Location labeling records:
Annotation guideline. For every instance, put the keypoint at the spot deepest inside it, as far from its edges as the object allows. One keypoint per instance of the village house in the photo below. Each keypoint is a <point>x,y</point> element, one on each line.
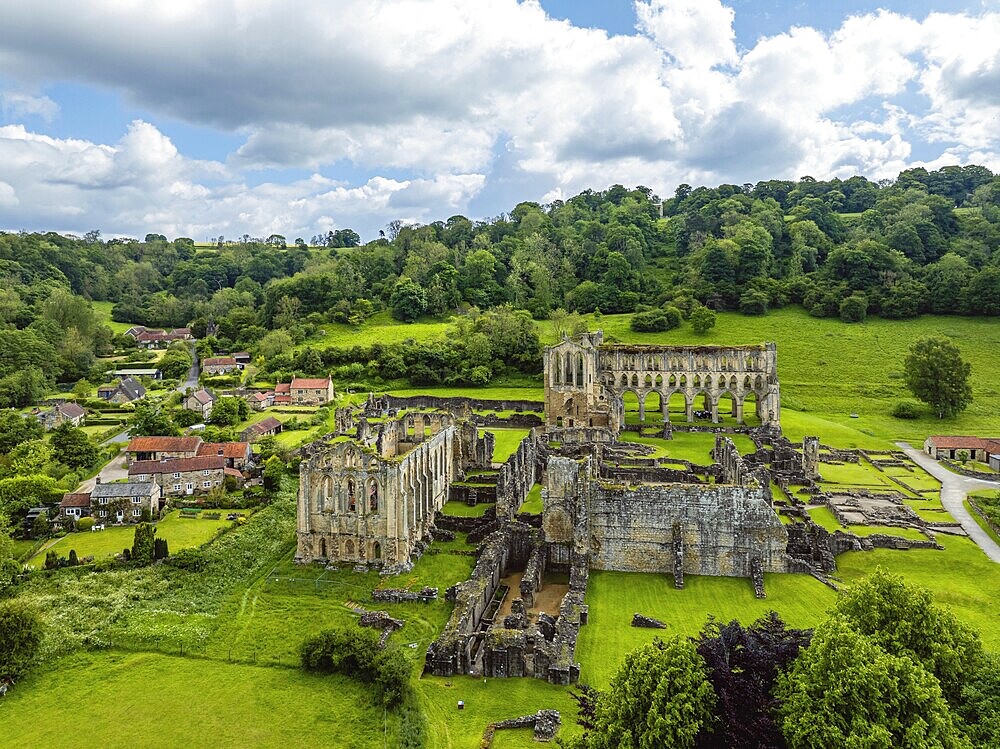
<point>201,402</point>
<point>266,428</point>
<point>155,339</point>
<point>307,391</point>
<point>260,401</point>
<point>67,412</point>
<point>181,476</point>
<point>949,447</point>
<point>283,394</point>
<point>124,502</point>
<point>126,390</point>
<point>158,448</point>
<point>238,455</point>
<point>74,506</point>
<point>137,372</point>
<point>216,365</point>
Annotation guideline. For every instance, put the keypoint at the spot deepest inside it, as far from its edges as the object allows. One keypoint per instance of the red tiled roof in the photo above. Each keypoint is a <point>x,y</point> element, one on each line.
<point>956,442</point>
<point>308,383</point>
<point>78,499</point>
<point>177,465</point>
<point>163,444</point>
<point>229,449</point>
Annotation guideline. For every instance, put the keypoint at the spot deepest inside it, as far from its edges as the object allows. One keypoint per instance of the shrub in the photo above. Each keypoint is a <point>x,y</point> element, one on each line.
<point>753,303</point>
<point>355,652</point>
<point>906,410</point>
<point>21,634</point>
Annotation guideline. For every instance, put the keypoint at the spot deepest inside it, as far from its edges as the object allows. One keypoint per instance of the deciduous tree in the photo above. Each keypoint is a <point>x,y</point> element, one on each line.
<point>936,374</point>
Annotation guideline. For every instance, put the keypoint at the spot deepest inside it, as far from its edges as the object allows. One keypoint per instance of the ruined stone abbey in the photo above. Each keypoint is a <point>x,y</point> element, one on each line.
<point>371,493</point>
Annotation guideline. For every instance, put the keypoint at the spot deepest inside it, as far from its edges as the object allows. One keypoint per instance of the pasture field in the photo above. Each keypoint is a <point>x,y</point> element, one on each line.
<point>150,699</point>
<point>828,369</point>
<point>103,311</point>
<point>181,533</point>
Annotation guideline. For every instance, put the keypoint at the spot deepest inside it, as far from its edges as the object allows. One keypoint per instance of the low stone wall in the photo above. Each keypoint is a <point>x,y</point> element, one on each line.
<point>473,495</point>
<point>457,404</point>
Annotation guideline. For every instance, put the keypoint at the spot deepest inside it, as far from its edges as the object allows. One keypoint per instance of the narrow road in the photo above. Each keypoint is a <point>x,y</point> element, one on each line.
<point>192,378</point>
<point>113,471</point>
<point>954,488</point>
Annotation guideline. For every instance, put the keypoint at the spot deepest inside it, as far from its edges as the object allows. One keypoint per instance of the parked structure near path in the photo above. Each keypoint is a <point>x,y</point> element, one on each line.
<point>586,381</point>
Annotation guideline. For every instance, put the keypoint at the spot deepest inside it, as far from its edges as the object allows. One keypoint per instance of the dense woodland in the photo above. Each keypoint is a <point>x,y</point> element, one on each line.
<point>926,242</point>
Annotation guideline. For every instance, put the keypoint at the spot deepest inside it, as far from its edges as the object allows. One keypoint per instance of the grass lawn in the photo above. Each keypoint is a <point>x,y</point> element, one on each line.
<point>961,576</point>
<point>981,521</point>
<point>533,502</point>
<point>507,442</point>
<point>462,510</point>
<point>614,596</point>
<point>150,699</point>
<point>103,311</point>
<point>487,702</point>
<point>180,533</point>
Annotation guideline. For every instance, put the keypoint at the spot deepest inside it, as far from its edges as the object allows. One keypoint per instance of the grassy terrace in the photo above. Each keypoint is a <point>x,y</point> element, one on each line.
<point>181,533</point>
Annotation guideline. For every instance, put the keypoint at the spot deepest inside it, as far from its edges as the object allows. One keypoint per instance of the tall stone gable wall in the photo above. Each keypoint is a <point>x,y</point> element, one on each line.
<point>722,527</point>
<point>586,380</point>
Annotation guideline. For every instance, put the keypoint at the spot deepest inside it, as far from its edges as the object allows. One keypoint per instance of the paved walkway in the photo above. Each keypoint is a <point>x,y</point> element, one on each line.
<point>113,471</point>
<point>954,488</point>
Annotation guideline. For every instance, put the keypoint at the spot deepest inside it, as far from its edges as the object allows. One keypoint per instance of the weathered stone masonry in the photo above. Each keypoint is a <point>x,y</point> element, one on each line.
<point>586,380</point>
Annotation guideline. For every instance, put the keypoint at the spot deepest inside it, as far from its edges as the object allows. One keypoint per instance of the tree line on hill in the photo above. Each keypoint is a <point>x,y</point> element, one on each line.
<point>925,242</point>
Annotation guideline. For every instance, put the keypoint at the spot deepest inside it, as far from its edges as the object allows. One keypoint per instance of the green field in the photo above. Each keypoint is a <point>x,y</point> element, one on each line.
<point>180,533</point>
<point>147,699</point>
<point>828,369</point>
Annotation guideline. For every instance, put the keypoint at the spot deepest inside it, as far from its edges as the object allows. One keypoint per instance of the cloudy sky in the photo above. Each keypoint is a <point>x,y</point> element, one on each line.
<point>206,117</point>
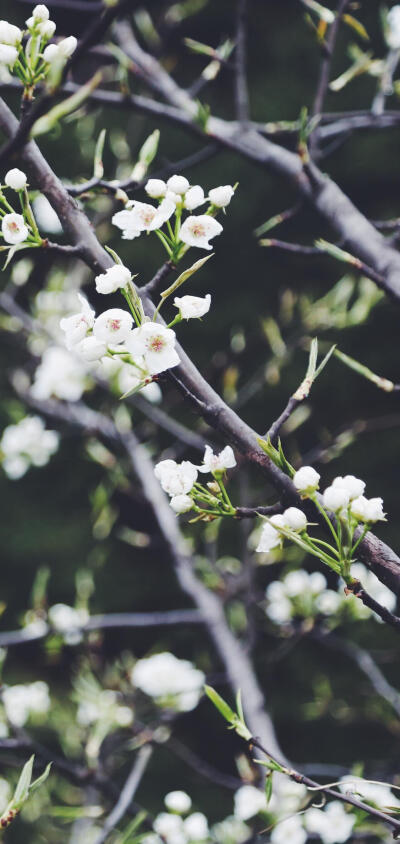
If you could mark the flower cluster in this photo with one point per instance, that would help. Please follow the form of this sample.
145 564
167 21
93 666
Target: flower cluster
175 197
26 443
302 595
32 62
179 481
171 682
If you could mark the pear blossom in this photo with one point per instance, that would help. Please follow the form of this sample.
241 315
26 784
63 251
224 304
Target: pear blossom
217 462
354 486
178 184
15 179
220 197
143 217
178 801
113 279
197 231
306 479
91 349
248 801
169 680
27 443
295 519
192 307
113 326
176 478
270 537
393 28
368 510
194 197
77 326
41 12
156 344
10 34
335 498
8 55
13 225
181 503
155 188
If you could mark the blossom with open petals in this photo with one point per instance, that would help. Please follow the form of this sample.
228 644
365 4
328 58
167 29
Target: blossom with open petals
113 279
197 231
77 326
217 462
192 307
157 346
113 326
13 226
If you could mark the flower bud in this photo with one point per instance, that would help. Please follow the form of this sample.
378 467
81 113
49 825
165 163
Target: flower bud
306 479
295 519
15 179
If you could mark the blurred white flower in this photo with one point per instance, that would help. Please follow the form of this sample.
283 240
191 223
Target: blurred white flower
217 462
13 225
172 682
15 179
27 443
176 478
220 197
192 307
113 326
248 801
306 479
197 231
157 346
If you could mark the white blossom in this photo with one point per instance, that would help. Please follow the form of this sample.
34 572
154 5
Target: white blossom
197 231
270 537
248 801
196 827
368 510
21 701
59 374
28 442
13 225
393 28
333 824
113 326
77 326
41 12
217 462
143 217
178 184
354 486
176 478
192 307
306 479
295 519
113 279
157 346
220 197
178 801
155 188
15 179
181 503
8 54
10 34
335 498
170 681
194 197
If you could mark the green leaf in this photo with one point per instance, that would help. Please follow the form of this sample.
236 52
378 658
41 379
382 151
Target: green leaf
221 705
22 789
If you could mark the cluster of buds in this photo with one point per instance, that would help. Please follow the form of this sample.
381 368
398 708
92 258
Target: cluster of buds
175 196
179 481
28 54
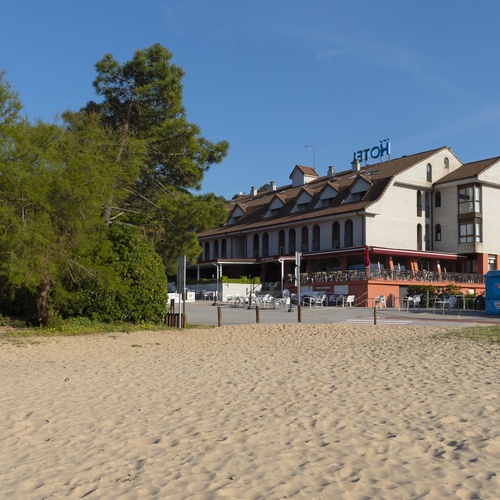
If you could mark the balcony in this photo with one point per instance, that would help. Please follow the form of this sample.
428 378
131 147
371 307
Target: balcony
392 275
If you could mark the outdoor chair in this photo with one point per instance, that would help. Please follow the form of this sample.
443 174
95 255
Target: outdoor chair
416 301
350 300
319 300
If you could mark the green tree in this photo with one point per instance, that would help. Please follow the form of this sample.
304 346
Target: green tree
142 104
132 285
53 184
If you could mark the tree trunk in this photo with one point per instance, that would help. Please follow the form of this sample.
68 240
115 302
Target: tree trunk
42 301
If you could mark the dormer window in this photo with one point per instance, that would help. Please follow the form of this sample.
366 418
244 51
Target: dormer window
358 189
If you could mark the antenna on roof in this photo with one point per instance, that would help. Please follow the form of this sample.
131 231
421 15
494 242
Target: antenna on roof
313 147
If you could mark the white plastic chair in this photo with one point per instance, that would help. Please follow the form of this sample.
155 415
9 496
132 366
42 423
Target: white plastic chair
416 301
319 300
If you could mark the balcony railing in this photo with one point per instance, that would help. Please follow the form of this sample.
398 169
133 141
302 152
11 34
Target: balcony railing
391 275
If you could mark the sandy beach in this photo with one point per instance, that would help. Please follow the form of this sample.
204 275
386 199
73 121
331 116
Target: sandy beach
251 412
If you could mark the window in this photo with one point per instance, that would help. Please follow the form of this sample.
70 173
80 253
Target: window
304 241
419 204
469 199
316 238
265 245
437 199
348 236
469 231
336 235
437 232
255 245
491 262
291 241
281 242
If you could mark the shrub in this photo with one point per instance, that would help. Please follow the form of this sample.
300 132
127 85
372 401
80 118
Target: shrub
131 286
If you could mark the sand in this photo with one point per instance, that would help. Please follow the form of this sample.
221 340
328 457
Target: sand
251 412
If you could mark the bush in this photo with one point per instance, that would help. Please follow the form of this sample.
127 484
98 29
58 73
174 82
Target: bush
132 285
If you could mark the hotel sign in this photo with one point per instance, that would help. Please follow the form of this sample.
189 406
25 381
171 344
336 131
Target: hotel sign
375 152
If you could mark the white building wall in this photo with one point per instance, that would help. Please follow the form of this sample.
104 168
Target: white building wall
395 222
446 216
491 219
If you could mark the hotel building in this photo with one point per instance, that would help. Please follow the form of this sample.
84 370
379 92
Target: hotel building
367 231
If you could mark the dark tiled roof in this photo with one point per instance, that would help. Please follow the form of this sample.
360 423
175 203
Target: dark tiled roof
468 170
379 175
310 172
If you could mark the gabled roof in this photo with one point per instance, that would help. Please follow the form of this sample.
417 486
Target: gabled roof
468 170
378 176
308 171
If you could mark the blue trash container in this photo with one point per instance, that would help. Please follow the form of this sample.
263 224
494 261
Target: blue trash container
492 286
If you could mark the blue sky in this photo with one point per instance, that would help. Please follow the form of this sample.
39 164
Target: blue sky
276 77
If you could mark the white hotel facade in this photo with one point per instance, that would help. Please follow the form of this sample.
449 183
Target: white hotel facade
369 230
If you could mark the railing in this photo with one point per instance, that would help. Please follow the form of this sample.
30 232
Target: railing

TASK DIRECTIONS: Update the rows from the start through the line that contains "<point>283,394</point>", replacing "village house" with "cottage" and keeping everything else the same. Give only those lines, and leave the pictures out of your answer.

OUTPUT OF THE TASK:
Annotation guideline. For every instance, put the keypoint at the spot deepest inside it, as far from its edges as the object allows. One keypoint per instance of the cottage in the photo below. Each keypoint is a <point>x,y</point> element, one on each line.
<point>201,402</point>
<point>266,428</point>
<point>155,339</point>
<point>307,391</point>
<point>260,401</point>
<point>67,412</point>
<point>181,476</point>
<point>949,447</point>
<point>283,394</point>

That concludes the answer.